Set exercise → Repeat, exactly and alone, every line from the line that contains "Please spot the royal" to the end of the entries.

Input →
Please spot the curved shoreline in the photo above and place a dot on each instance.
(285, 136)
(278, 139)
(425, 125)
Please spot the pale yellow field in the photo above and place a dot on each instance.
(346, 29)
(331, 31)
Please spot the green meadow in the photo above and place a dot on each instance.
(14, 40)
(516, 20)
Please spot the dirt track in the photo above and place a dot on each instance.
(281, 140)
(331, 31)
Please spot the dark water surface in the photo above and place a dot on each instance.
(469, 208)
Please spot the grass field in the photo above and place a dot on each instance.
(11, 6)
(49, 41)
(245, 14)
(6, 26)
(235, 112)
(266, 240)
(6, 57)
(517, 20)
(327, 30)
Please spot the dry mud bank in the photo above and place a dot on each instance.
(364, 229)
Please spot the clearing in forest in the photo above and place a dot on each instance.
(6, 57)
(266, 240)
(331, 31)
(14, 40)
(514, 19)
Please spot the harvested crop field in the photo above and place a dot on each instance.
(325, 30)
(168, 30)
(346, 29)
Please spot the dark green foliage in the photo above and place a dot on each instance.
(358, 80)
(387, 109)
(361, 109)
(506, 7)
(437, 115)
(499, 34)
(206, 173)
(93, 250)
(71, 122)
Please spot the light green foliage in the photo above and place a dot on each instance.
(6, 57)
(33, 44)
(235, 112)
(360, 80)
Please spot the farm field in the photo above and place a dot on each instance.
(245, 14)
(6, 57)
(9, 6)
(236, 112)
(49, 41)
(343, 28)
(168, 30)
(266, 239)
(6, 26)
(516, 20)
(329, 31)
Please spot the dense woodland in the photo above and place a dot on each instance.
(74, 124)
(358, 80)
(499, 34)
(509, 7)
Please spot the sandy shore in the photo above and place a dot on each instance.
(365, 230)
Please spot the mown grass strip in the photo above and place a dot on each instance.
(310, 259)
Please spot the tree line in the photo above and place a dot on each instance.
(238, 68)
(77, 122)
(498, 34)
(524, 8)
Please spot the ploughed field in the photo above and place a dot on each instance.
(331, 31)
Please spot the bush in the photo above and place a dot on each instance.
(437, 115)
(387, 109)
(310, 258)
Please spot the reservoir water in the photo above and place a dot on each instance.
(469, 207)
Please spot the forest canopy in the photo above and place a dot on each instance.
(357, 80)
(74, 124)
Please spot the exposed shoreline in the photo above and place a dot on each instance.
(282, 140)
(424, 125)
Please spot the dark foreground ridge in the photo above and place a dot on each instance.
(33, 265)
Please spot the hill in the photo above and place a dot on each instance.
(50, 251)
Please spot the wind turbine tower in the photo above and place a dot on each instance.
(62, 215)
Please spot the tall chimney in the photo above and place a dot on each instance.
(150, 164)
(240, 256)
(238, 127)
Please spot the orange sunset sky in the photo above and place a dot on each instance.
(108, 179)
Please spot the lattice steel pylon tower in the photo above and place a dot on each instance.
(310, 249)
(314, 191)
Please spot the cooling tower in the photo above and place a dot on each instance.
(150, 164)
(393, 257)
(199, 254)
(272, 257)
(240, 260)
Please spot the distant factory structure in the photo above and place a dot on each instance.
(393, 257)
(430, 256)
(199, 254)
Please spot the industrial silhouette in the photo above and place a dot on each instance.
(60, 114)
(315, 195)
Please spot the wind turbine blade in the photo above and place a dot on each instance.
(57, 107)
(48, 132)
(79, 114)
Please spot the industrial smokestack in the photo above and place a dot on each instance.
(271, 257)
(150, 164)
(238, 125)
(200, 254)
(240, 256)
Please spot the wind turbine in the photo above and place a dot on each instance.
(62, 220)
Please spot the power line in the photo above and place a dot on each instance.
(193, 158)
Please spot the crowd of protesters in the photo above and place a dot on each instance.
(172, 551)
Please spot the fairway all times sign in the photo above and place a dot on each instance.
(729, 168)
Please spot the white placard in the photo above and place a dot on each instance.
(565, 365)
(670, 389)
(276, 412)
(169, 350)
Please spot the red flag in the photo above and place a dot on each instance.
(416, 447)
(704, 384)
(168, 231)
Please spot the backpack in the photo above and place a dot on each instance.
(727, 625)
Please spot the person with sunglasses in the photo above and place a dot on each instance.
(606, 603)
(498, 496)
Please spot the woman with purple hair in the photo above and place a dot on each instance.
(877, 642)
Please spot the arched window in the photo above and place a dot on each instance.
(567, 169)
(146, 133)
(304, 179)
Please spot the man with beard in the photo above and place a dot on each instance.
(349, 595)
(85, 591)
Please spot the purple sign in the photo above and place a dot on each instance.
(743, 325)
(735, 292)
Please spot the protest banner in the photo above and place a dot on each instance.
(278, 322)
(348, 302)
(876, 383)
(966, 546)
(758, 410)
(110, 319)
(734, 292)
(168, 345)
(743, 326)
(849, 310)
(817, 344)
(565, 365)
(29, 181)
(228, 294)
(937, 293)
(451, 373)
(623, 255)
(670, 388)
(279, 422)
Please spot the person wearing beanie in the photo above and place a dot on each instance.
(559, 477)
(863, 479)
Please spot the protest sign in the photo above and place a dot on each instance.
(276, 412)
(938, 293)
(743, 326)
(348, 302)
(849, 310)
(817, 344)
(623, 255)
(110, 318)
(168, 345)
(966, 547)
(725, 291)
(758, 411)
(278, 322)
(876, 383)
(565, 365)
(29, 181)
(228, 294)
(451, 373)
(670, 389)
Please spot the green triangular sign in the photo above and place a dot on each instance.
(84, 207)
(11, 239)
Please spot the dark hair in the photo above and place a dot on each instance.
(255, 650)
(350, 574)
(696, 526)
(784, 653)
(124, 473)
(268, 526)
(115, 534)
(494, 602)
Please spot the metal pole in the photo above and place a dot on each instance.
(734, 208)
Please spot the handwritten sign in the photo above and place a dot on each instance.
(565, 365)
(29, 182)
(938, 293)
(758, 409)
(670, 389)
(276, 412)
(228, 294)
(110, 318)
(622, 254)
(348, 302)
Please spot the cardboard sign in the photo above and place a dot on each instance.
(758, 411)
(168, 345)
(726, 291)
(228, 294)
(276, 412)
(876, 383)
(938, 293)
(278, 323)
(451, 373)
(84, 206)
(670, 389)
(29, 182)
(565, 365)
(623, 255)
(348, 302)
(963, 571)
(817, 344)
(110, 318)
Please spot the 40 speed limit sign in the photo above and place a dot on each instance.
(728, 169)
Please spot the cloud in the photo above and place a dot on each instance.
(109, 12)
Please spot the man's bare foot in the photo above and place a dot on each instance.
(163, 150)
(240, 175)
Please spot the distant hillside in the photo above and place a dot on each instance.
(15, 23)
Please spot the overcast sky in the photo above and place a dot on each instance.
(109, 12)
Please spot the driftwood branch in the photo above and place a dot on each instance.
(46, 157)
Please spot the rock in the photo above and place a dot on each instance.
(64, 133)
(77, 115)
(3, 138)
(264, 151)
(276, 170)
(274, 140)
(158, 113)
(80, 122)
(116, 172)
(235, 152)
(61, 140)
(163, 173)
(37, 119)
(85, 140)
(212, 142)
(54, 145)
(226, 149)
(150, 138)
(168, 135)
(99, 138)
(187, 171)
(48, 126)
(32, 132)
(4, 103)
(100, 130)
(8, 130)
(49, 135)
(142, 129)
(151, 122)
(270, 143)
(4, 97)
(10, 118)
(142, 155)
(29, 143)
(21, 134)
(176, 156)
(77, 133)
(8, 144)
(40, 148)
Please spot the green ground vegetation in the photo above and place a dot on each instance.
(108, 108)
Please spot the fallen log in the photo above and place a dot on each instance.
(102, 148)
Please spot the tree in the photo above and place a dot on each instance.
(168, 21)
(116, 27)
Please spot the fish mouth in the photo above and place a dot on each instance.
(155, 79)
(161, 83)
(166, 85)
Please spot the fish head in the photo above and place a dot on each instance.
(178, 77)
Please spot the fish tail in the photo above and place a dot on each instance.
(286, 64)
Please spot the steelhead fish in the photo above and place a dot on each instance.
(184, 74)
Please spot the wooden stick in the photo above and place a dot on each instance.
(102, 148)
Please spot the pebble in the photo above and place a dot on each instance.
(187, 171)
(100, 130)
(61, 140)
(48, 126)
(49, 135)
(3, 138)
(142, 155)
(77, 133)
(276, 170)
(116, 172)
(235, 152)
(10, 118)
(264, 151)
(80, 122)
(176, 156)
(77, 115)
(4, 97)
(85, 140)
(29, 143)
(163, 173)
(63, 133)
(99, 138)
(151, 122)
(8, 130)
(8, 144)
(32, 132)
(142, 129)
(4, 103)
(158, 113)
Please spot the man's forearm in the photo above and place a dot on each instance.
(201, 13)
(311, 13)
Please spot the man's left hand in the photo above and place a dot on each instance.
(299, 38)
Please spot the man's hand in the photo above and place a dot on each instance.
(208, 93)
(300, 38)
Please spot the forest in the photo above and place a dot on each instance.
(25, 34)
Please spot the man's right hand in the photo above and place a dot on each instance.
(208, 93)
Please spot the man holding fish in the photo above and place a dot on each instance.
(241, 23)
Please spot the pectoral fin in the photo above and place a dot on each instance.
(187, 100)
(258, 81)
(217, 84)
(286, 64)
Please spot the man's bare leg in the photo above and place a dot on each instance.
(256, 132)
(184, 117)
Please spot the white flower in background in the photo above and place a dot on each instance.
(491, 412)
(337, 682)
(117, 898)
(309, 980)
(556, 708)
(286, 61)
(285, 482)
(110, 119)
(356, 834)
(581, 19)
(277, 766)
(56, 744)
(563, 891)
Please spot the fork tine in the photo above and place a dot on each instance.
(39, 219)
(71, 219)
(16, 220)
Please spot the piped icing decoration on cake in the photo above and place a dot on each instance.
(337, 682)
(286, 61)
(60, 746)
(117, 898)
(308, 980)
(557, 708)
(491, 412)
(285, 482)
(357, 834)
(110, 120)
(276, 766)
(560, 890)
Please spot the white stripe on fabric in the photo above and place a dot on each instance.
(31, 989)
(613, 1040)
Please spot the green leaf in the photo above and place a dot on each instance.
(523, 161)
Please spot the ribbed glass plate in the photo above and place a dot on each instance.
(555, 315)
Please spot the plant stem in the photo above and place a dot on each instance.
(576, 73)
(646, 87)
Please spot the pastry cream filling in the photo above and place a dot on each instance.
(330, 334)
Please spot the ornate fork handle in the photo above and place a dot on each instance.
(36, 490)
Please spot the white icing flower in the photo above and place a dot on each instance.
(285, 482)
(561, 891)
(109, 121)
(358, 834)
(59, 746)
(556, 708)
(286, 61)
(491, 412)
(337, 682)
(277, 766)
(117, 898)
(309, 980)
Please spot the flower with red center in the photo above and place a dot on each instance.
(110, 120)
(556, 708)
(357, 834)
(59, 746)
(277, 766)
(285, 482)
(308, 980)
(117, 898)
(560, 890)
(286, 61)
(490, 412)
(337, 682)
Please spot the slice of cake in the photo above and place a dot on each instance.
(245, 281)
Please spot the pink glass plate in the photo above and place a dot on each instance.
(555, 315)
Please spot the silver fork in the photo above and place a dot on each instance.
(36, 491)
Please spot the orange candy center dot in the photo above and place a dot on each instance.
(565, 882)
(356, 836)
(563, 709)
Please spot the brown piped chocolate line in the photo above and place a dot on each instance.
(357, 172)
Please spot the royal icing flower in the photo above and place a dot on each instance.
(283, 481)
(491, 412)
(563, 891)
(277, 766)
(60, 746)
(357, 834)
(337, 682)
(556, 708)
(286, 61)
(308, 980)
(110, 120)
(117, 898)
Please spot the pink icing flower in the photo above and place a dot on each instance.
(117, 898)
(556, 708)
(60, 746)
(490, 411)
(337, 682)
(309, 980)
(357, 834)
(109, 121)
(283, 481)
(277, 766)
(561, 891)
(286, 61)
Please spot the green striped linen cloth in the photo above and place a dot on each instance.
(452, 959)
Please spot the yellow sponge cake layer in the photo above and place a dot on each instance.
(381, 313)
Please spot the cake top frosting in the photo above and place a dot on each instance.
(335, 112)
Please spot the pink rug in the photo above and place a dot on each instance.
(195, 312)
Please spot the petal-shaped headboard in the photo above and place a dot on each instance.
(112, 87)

Final result →
Please spot the royal icing flower in the photo above and place a dot on each instance.
(283, 481)
(491, 412)
(563, 891)
(277, 766)
(60, 746)
(357, 834)
(337, 682)
(556, 708)
(286, 61)
(308, 980)
(110, 120)
(117, 898)
Please spot the pink icing flower in the photo above and place a dot on each instance.
(117, 898)
(556, 708)
(60, 746)
(490, 411)
(337, 682)
(309, 980)
(357, 834)
(109, 121)
(283, 481)
(277, 766)
(561, 891)
(286, 61)
Please spot the green striped linen cloth in the photo above and place a dot on each instance.
(452, 959)
Please spot the yellow sponge cake layer in the photo above and place a dot on each instance.
(381, 313)
Please spot the cake top frosting in the photo above and place a dot on each instance.
(335, 112)
Please spot the pink rug in the photo above and place a dot on each instance.
(195, 312)
Please spot the petal-shaped headboard in the photo above and place a dot on each instance.
(112, 87)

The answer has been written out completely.